[Some records]
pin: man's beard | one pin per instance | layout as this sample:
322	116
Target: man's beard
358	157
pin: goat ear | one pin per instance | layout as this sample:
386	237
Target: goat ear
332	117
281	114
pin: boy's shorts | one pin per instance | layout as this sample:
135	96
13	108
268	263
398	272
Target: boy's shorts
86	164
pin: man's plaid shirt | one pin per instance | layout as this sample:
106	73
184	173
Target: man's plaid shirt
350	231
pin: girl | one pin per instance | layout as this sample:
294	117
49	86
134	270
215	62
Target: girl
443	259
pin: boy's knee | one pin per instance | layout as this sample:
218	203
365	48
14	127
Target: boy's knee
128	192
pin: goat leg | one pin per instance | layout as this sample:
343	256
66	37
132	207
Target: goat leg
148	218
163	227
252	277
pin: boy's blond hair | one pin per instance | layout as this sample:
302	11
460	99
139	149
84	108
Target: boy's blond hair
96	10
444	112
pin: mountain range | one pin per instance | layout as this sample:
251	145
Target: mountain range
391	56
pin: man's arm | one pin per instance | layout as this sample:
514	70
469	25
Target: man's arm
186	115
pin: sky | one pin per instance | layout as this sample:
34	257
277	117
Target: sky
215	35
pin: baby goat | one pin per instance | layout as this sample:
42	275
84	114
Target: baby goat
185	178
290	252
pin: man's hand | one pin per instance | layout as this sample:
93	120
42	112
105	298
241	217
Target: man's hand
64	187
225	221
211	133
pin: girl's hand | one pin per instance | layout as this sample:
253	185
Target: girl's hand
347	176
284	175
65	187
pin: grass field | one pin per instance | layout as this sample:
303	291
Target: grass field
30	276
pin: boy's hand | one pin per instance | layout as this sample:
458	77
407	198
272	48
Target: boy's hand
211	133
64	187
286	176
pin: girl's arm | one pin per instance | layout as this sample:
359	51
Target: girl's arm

◆ Written instruction ◆
Format every line of the listing above as a numbered list, leaving out any blank lines.

◆ Exercise response ◆
1. pin: man's beard | one pin per instance | layout as this sample:
2. 322	116
3. Target: man's beard
4. 358	157
5. pin: goat ear | one pin per instance | layout as this sample:
6. 386	237
7. Target: goat ear
8. 332	117
9. 281	114
10. pin: boy's shorts | one pin per instance | layout as this sample:
11. 135	96
12. 13	108
13. 268	263
14. 398	272
15. Target: boy's shorts
16. 86	164
17. pin: man's plaid shirt | one pin per instance | layout as this sample:
18. 106	73
19. 184	173
20. Target: man's plaid shirt
21. 350	231
22. pin: girl | one pin per instance | layout as this sample:
23. 294	117
24. 49	86
25. 134	270
26. 215	62
27. Target: girl
28. 443	259
29. pin: boy's knee | one pin per instance | layout as this sample:
30. 218	203
31. 365	48
32. 14	127
33. Target: boy's knee
34. 128	192
35. pin: goat leg | one pin per instance | layout as this sample:
36. 343	256
37. 66	37
38. 132	207
39. Target: goat leg
40. 148	218
41. 163	227
42. 252	277
43. pin: boy's blond hair | one pin per instance | layout as this sample:
44. 302	11
45. 460	99
46. 139	149
47. 84	108
48. Target: boy's blond hair
49. 96	10
50. 444	112
51. pin: mountain range | one pin per instance | layout as this sample:
52. 251	145
53. Target: mountain range
54. 391	56
55. pin: man's arm | one pin per instance | layout as this sample:
56. 514	70
57. 469	25
58. Target: man's arm
59. 186	115
60. pin: sky | one pin per instance | layout as this sample:
61. 34	257
62. 277	117
63. Target: sky
64. 215	35
65. pin: baby goat | one pin per instance | layout as this sample:
66. 42	275
67. 84	114
68. Target: baby goat
69. 185	178
70. 290	252
71. pin: man's hand | one pin per instance | layout as this sample:
72. 93	120
73. 42	112
74. 105	298
75. 241	217
76. Target: man's hand
77. 64	187
78. 225	221
79. 211	133
80. pin: girl's hand | one pin per instance | layout as this sample:
81. 253	185
82. Target: girl's hand
83. 347	176
84. 284	175
85. 65	187
86. pin: grass field | one pin per instance | layout as this sample:
87. 303	291
88. Target: grass field
89. 30	276
90. pin: boy's hand | one pin per instance | layout as this sample:
91. 458	77
92. 407	198
93. 272	48
94. Target: boy's hand
95. 211	133
96. 64	187
97. 286	176
98. pin: girl's arm | one pin per instance | layout as this sample:
99. 359	51
100. Target: girl's arm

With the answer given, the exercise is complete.